** Begin Supplied records **
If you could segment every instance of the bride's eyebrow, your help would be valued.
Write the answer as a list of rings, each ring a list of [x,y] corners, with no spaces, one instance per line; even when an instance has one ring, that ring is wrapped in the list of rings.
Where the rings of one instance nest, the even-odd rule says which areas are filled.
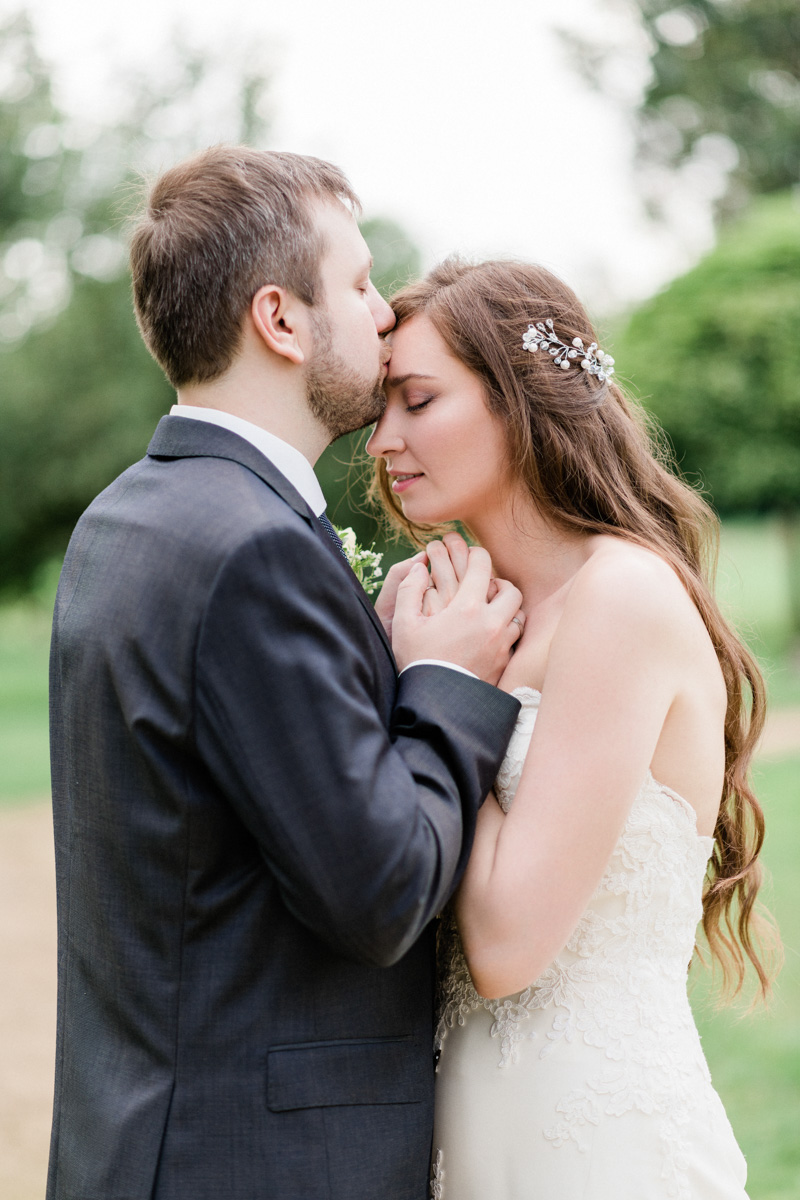
[[[435,378],[437,378],[435,376],[423,376],[419,374],[416,371],[410,371],[407,376],[390,376],[386,379],[386,386],[402,388],[402,385],[404,383],[408,383],[409,379],[435,379]]]

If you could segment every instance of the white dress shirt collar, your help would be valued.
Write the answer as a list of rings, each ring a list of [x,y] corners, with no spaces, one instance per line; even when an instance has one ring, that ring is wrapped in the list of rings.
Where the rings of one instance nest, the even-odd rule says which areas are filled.
[[[224,413],[219,408],[173,404],[169,415],[191,416],[193,421],[207,421],[209,425],[219,425],[223,430],[237,433],[240,438],[245,438],[257,450],[260,450],[265,458],[269,458],[272,466],[277,467],[282,475],[285,475],[291,486],[300,492],[314,516],[325,511],[325,497],[313,467],[300,450],[289,445],[283,438],[269,433],[259,425],[253,425],[252,421],[246,421],[242,416]]]

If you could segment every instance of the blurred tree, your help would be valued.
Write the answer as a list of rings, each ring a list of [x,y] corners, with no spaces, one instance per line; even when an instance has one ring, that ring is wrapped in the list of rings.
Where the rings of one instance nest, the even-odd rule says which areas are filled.
[[[778,512],[800,634],[800,206],[763,197],[618,337],[620,370],[722,514]]]
[[[29,20],[0,25],[0,588],[29,586],[94,496],[144,452],[174,394],[139,338],[125,211],[137,172],[212,142],[264,144],[267,78],[242,61],[176,48],[157,83],[128,82],[120,118],[60,113]],[[381,287],[416,252],[393,222],[365,223]],[[331,511],[369,541],[375,524],[343,466],[321,464]],[[350,476],[350,478],[348,478]]]
[[[607,0],[595,28],[561,36],[590,84],[633,107],[652,215],[676,185],[726,218],[800,181],[798,0]]]
[[[800,180],[796,0],[639,0],[652,79],[639,110],[645,160],[675,167],[734,150],[722,212]],[[724,140],[723,140],[724,139]]]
** End Supplied records **
• [Exercise goal]:
Retype every line above verbatim, from the first segmentation line through the last polygon line, omitting the picture placeholders.

• [Task solution]:
If you could segment every instance of the bride's eyebrow, your help would be valued.
Write the answer as a list of rings, each ring a list of [x,y] corners, with no spaces, one instance per line; even when an instance has one ring, that ring is wrapped in the list of rings.
Where the rings of one instance nest, the even-odd rule says which areas are filled.
[[[435,378],[437,378],[435,376],[423,376],[419,374],[416,371],[410,371],[407,376],[390,376],[386,379],[386,386],[402,388],[402,385],[404,383],[408,383],[409,379],[435,379]]]

If you could segment every instance of the white dress shirt collar, your help would be valued.
Write the answer as a list of rings, each ring a list of [x,y] corners, with no spaces, one instance per line; even when an instance has one ring, that ring is wrapped in the list of rings.
Where the rings of one instance nest, the even-odd rule says which areas are filled.
[[[224,413],[219,408],[173,404],[169,415],[191,416],[193,421],[207,421],[209,425],[219,425],[223,430],[237,433],[240,438],[245,438],[257,450],[260,450],[265,458],[269,458],[272,466],[277,467],[282,475],[285,475],[291,486],[300,492],[314,516],[325,511],[325,497],[313,467],[300,450],[289,445],[283,438],[269,433],[259,425],[253,425],[252,421],[246,421],[242,416]]]

If you could segment every instance of the blurred tree, your help would be valued.
Write the answer as a list of rings, each ring a list of [x,y] corners, with no spaces, one instance per line; even when an instance has one ring, that ring is wrapped in the list of rings.
Where the rings of one instance nest, the even-odd rule says which areas are filled.
[[[778,512],[800,634],[800,206],[763,197],[618,337],[620,370],[722,514]]]
[[[29,20],[0,25],[0,588],[29,586],[94,496],[144,452],[174,394],[139,338],[125,211],[137,172],[212,142],[264,144],[267,78],[242,61],[176,48],[157,83],[128,82],[120,118],[60,113]],[[381,287],[416,252],[393,222],[365,223]],[[331,511],[369,541],[375,524],[343,466],[321,464]],[[350,476],[350,478],[348,478]]]
[[[607,0],[595,28],[561,36],[590,84],[633,107],[652,215],[676,185],[726,218],[800,181],[798,0]]]
[[[800,180],[796,0],[639,0],[652,79],[639,110],[645,160],[675,167],[734,150],[722,212]],[[724,140],[723,140],[724,139]]]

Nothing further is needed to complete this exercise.